**Página**
- - - - -

LOS SACRIFICIOS Y
MARTIRIOS DE CARMEN S.
ANDREA MOMOITIO
Imagen de archivo del Hogar
Pignatelli.
El 2 de septiembre de 1970, lógicamente apurada, Carmen S. escribió una carta al Gobernador Civil de Zaragoza con un ruego: que le devolvieran a sus hijas. Entonces, las niñas, de 13 y 14 años, estaban tuteladas en el Hogar Pignatelli. El centro, conocido también como la Real Casa de Misericordia, estuvo en funcionamiento entre 1666 y 1971. Ella lo conocía bien porque había sido "criada y educada" en él. Carmen S. nació en 1932 en la Maternidad de Zaragoza. En ese momento, ni su padre ni su madre biológica se hicieron cargo de ella. Fue adoptada en varias ocasiones hasta que "con veintitantos años" fue reconocida por su madre biológica y por el marido de ésta. No parece una historia de buena suerte.
Era
una cría quemada de tanta miseria. En la carta que escribe a las autoridades,
asegura que, debido a su poca experiencia, al abandono total de sus padres y a
su deseo de salir del centro, decidió casarse. El matrimonio fue, para muchas
víctimas del abandono institucional durante la dictadura, una vía de escape. La
historia de Carmen S. es una historia de mala suerte. Aquel matrimonio
supuso, en sus propias palabras, el "segundo periodo de calvario de su
vida".
La
pareja decidió dejar Zaragoza y trasladarse a Bellcaire d'Urgell, un pequeño pueblo de Lleida en el que nacieron sus hijas.
Llamar calvario a lo que tuvo que vivir se queda corto. En el expediente de su
caso, cuenta que tanto su marido, "enfermo demente", como su suegra
se dedicaban a pegarla constantemente. Entre otras miserias, pasó hambre:
"Mal vestida, calzada con albarcas, mal comida y recibiendo palos
continuamente", la obligaban a trabajar en el campo. "Por si fuera
poco, un día me arrojó desnuda desde el balcón a la calle".
Le
amenazó con una hoz, con hachas de cortar leña, con cuchillos; le tiró una
plancha a la cabeza. Y Carmen S. aguantaba porque eso le habían enseñado. Las
niñas todavía eran pequeñas cuando las autoridades decretaron el encierro en un
centro psiquiátrico de su marido. La suegra de Carmen S., entonces, decidió
echarla de casa. No le quedó más remedio que "implorar a la caridad
pública" y, por suerte, encontró el apoyo de los y las vecinas de Bellcaire
d'Urgell, el pueblo al que llegó con sus criaturas, que hicieron una
colecta para que pudieran subsistir.

- - - - -

**Datos aportados**

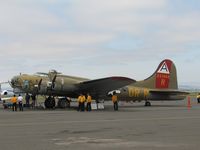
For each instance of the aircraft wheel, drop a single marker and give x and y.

- - - - -

**Qué hacer**
**A)** Enumera, en el orden en que aparecen, todos los años que se mencionan en el texto sobre Carmen S.
**B)** Retoma el texto sobre Carmen S. y continúalo a partir de su última frase.

**Respuestas**
**A)** 1970, 1666, 1971, 1932

**B)**
Ella
habla de un período de "sacrificio y martirio" hasta que llegó a la
capital de la provincia. En la propia estación de tren pidió trabajo y allí
mismo lo encontró. Estuvo tres años trabajando en el comedor de Renfe hasta que
decidieron cerrarlo y ella decidió mudarse a Zaragoza buscando el apoyo de su
familia. "Nada bueno puede durar en mí", dice mientras narra
cómo su familia biológica se gastó todos sus ahorros mientras ella se
deslomaba.
Una
noche, al volver a casa del trabajo, se encontró con que sus hijas estaban con
una vecina. Las habían vuelto a echar de casa. De nuevo, la beneficencia. Cáritas
se hizo cargo de ellas mientras Carmen seguía trabajando y trabajando:
"A veces traía a mis hijas al trabajo y otras las dejaba encerraditas en
la habitación. Me agoté físicamente y estoy operada quirúrgicamente de las dos
rodillas y no he quedado bien y nunca jamás en la vida podré arrodillarme para
trabajar ni para oír la Santa Misa, ni para nada", lamentaba. En cualquier
caso, no iba a servir.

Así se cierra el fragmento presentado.